Which lines of the data contain the string "dark"? Copy every one of them.

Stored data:

┄┄┄┄┄┄

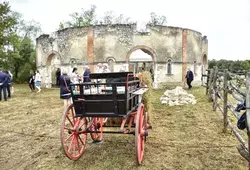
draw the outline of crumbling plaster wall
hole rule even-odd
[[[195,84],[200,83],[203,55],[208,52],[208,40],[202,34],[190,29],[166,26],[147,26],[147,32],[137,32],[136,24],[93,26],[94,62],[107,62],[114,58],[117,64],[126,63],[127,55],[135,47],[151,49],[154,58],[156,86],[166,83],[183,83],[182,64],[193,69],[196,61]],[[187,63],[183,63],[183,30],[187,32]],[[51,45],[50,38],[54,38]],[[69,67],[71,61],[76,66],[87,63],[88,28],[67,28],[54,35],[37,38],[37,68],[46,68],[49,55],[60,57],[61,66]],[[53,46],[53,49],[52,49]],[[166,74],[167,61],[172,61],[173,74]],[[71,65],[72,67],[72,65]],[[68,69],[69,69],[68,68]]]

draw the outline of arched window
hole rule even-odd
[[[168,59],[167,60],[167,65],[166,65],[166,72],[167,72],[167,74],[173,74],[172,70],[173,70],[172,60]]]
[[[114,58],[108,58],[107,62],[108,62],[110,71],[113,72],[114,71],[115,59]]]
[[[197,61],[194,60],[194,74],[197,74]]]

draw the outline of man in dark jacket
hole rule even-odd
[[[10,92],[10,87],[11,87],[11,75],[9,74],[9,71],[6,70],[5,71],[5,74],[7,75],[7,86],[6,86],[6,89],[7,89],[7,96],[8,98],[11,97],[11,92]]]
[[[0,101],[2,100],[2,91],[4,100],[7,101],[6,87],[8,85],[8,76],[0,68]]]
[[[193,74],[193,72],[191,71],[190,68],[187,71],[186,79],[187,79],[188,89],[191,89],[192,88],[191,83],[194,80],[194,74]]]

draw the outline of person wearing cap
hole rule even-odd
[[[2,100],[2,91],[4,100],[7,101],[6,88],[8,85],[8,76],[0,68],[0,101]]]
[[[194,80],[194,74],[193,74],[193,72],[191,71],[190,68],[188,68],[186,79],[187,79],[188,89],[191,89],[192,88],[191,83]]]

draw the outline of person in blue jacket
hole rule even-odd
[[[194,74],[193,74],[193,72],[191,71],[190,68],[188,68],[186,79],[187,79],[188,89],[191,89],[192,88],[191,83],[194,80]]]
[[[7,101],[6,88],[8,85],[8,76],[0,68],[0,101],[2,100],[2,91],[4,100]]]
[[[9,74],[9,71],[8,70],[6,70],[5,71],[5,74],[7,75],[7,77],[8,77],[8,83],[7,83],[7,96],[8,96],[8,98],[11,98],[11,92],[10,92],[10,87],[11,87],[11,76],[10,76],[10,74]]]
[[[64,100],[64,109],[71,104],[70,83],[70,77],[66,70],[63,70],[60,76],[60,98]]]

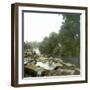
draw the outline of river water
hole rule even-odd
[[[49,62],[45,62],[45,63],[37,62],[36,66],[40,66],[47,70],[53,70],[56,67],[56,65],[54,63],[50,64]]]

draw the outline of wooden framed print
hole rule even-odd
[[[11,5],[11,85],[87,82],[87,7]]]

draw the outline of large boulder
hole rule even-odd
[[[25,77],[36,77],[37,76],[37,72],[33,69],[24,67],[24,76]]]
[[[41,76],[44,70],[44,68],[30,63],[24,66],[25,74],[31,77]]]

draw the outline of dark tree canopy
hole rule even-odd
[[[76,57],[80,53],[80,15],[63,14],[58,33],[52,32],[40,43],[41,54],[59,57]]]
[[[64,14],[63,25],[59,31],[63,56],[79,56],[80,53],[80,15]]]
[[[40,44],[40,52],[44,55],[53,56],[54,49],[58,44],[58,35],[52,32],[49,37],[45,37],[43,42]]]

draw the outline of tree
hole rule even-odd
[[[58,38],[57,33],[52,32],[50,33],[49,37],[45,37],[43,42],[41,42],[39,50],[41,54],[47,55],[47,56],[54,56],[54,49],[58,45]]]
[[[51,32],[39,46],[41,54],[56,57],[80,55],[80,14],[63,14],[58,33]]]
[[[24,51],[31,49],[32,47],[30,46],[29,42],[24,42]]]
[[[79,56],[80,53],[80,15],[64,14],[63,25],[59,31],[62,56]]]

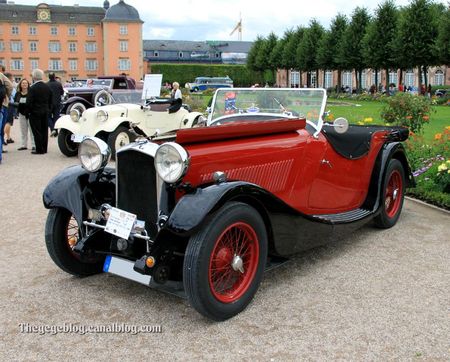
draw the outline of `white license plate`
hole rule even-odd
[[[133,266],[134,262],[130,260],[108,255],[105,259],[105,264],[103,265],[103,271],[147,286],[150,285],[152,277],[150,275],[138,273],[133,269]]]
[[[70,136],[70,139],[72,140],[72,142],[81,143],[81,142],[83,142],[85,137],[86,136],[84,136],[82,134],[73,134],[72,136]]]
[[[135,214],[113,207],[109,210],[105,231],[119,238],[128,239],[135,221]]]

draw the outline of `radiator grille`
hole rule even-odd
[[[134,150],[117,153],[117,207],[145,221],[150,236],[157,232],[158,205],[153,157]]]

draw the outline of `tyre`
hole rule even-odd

┄┄┄┄┄┄

**Response box**
draw the outline of man in dark jacket
draw the outline of dark tree canopy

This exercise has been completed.